What is needed -
Leave out the pictures and copy everything else in the entries exactly.

Records to use -
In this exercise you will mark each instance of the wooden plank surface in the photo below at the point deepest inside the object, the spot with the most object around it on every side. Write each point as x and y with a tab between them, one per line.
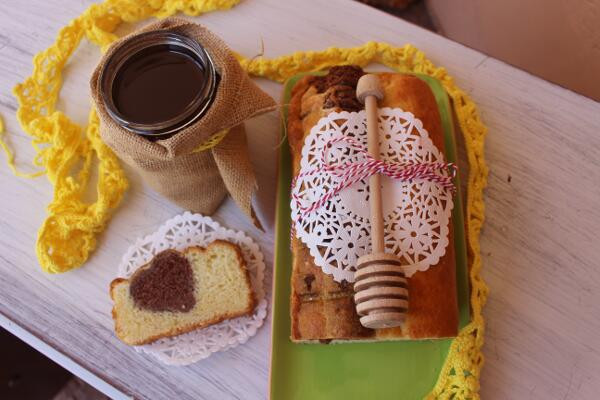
540	241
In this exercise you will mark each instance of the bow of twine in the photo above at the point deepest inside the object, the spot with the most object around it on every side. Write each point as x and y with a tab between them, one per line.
351	172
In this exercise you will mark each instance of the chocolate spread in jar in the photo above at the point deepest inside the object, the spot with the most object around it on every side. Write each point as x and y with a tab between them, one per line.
166	285
157	84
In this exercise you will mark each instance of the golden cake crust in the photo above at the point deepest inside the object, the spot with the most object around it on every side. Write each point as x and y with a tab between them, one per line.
322	309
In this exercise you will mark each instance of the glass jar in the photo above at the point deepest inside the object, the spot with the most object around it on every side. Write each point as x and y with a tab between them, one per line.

Answer for this exercise -
In this exercise you will mark each instance of the wooden plank surface in the photo below at the point deepest inside the object, the spot with the most object around it on every side. Write each point as x and y with a tab between them, one per line.
540	241
In this exercise you will mark each instance of the bow of twine in the photo above at the point deepest inside the object, the spot with the most object around it on every side. Write each point as x and y with a tab between them, one per line.
351	172
In this exercise you will mark each instance of the chocolate spread in jar in the photo above at the point deepest inside the object, the spot with the most object around it on every side. Write each point as x and y with a tab between them, one per line.
166	285
157	84
In this exercise you will mark each instance of the golden cake crust in the photo above at the point deepest inside the object, the spot with the most object around it on every side. Write each point as x and y with a tab between them, one per line.
322	309
In this exercise you will mark each instance of the glass jar in the photo above at the point deepest inside the object, the spot with the most object around it on every side. Write each point as x and y with a tab between them, one per line.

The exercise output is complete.